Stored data
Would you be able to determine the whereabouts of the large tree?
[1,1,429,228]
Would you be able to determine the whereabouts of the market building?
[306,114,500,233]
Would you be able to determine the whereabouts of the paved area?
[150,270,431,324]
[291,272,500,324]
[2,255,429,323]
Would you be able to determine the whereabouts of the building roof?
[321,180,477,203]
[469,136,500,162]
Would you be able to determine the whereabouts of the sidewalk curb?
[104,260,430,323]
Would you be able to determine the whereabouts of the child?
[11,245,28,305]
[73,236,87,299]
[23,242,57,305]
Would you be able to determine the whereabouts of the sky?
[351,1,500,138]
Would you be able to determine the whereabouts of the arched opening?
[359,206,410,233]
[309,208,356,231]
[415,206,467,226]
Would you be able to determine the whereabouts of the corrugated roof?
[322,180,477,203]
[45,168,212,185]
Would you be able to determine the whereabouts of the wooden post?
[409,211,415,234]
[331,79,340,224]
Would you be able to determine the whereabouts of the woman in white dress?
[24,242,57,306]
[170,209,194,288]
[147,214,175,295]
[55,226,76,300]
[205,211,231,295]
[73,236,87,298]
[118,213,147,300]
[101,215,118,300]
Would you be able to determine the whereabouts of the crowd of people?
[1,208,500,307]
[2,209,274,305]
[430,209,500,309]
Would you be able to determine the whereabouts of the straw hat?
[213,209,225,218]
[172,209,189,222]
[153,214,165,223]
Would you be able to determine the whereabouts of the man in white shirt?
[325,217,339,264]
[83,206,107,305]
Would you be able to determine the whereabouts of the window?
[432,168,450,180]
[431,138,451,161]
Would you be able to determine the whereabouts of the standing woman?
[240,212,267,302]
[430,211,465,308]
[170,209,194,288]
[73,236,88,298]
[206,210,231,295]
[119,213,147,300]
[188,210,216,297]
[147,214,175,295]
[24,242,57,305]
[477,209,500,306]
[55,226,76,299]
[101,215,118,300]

> _THE EXERCISE_
Reproduce all of the material, swapping "whereabouts" for "location" wherever it occurs and leaving everything else as it is.

> _COMPLETE ANSWER_
Would you be able to determine the location of the large tree?
[1,1,429,228]
Would you be able to determine the location of the market building?
[306,114,500,233]
Would you be able to determine the location of the paved area?
[150,270,431,324]
[291,272,500,324]
[2,255,429,323]
Would you be able to determine the location of the building roof?
[321,180,477,203]
[469,136,500,162]
Would you be able to determine the location of the sidewalk curb?
[104,260,430,323]
Would you be able to determine the location of the child?
[11,245,28,305]
[73,236,87,299]
[23,242,57,305]
Would you be able to determine the location of the sky?
[351,1,500,138]
Would you be able to determine the location of the arched opening?
[359,206,410,233]
[309,208,356,231]
[415,206,467,226]
Would you be able to determine the location of the corrugated roof?
[322,180,477,203]
[45,168,212,185]
Would you be able to determine the location of the wooden post?
[409,211,415,234]
[331,79,340,224]
Would you be able to determine the location of the woman in white dress?
[24,242,57,306]
[170,209,194,288]
[147,214,175,295]
[55,226,76,300]
[205,211,231,295]
[73,236,87,298]
[118,213,147,300]
[101,215,118,300]
Would you be able to determine the location of the crowd of people?
[1,208,500,307]
[2,209,274,305]
[430,209,500,309]
Would you be able to determine the location of the straw hat?
[213,209,225,218]
[172,209,189,222]
[153,214,165,223]
Would you be able to determine the location of the man in white shirt?
[325,217,339,264]
[83,206,107,305]
Would you be able to determine the location of the window?
[432,168,450,180]
[431,138,451,161]
Would you be able to determine the location of the standing woman?
[240,212,267,302]
[430,211,465,308]
[170,209,194,288]
[73,236,88,298]
[206,210,231,295]
[119,213,147,300]
[188,210,216,297]
[147,214,175,295]
[24,242,57,305]
[477,209,500,306]
[55,226,76,299]
[101,215,118,300]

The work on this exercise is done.